* _WORK ITEM_: Beginning with the line that mentions "the bird's head", reproduce every line through the last line of the entries, exactly, and only those.
--- ENTRIES SHOWN Enclosed Below ---
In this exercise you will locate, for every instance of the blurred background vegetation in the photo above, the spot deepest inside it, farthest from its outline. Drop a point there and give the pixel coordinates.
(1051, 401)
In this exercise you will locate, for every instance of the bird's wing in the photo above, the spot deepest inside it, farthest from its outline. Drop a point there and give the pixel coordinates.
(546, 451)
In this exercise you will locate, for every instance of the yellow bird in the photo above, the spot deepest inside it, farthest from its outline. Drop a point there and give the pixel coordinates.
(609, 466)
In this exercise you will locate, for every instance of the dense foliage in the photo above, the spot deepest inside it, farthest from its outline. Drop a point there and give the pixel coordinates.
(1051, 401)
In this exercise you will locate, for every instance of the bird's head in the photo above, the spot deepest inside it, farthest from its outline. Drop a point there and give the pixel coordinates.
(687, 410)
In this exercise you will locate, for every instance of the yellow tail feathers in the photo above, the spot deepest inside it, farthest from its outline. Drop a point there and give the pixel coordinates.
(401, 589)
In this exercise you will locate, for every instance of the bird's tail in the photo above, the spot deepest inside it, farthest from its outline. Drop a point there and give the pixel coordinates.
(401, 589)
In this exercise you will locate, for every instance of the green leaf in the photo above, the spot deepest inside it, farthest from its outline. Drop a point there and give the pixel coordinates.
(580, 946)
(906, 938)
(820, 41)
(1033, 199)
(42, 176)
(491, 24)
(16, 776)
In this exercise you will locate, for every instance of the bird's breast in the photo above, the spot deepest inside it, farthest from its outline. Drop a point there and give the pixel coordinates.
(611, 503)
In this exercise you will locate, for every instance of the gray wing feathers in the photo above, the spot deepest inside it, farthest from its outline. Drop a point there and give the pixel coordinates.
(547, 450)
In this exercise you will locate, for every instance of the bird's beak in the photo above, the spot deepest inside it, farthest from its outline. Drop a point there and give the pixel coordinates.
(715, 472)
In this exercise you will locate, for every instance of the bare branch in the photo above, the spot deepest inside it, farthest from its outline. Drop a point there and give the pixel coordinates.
--- End of Enclosed ENTRIES SHOWN ---
* _RESPONSE TO THE TASK_:
In this exercise you will locate, for every instance of the bird's head in the photo above, the spot deepest inside it, farthest from its outline. Drop a point there and give the pixel coordinates.
(687, 410)
In this exercise you will locate, for every instance of the yellow tail feathers in the photo above, the spot deepest inside it, farthest from its outline. Drop a point there and give the pixel coordinates.
(401, 589)
In this exercise you will locate, for every instance of the bird's tail in the photo above, the spot deepest inside it, farthest from its outline. Drop a point there and give the pixel coordinates.
(401, 589)
In this exercise you will locate, for every instance of the green leaf in the photo above, the spot deepest inside it, farthest from its outline. Drop a point there and give the pixel coordinates.
(580, 946)
(906, 938)
(820, 41)
(1033, 199)
(42, 176)
(491, 24)
(16, 776)
In this exercise you will locate, for every instance of the bird's breast in the photo above, the spot deepest inside it, farthest from its outline. Drop a point there and give the pixel coordinates.
(611, 503)
In this exercise you will locate, for every instance of the gray wing feathers in the photo above, the spot deepest inside it, farthest from its outline. Drop a point there and give the pixel coordinates.
(547, 450)
In this exercise you will locate, for every instance of the bird's beak in the photo above, the spot deepest inside it, farthest from its outline. Drop a point there and give the pixel coordinates.
(715, 472)
In this exercise you will locate, for every instance of the bare branch in the photo above, the spot deepest inside it, farthest from its outline. Drop a point there and give the pixel coordinates.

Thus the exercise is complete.